What is needed – Copy out the lines from the one containing "TARGET = orange tactile paving dot" through the last line below, request lines included, and offset every answer coordinate by adding 5 to each of its numbers.

▽

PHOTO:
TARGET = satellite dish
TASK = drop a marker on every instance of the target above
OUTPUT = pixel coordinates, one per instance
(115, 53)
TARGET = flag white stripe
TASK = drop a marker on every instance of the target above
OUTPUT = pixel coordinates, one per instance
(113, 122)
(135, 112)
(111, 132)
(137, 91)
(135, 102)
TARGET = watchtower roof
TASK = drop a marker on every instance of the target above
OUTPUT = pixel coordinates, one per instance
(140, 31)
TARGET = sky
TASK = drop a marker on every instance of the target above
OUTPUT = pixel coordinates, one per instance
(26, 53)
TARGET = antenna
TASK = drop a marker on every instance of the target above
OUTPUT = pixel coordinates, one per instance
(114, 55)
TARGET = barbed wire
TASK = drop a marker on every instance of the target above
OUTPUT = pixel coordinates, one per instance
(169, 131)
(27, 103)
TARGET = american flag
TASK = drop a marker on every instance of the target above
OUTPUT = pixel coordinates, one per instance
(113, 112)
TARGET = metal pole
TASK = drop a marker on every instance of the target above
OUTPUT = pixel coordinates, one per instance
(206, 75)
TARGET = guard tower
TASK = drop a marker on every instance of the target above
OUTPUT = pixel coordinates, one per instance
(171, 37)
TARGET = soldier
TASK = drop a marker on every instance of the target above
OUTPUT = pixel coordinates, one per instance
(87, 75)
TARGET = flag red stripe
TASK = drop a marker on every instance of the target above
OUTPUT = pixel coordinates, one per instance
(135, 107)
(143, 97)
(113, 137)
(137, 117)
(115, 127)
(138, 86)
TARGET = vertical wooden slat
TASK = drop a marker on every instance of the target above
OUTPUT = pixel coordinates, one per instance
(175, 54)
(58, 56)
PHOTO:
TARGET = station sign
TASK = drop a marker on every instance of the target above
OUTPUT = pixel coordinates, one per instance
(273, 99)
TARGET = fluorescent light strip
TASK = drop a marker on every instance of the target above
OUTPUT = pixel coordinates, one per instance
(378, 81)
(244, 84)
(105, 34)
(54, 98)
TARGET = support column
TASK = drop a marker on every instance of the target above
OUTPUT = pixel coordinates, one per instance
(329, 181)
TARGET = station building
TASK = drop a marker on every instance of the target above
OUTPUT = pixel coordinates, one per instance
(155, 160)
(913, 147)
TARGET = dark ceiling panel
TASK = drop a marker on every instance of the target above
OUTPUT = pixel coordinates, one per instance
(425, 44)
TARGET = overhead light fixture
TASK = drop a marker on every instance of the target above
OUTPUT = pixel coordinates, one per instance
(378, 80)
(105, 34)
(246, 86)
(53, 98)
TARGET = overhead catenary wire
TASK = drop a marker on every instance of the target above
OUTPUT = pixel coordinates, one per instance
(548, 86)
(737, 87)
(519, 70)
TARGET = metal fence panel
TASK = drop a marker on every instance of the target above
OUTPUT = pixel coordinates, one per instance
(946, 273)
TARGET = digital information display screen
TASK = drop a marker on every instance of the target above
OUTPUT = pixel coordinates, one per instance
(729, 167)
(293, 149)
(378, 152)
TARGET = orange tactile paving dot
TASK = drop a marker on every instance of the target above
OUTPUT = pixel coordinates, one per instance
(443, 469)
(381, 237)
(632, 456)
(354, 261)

△

Result for this exercise –
TARGET = orange tactile paving dot
TASK = drop a marker on every instance of the target above
OUTPUT = pixel coordinates, one per instance
(448, 474)
(386, 242)
(637, 461)
(359, 266)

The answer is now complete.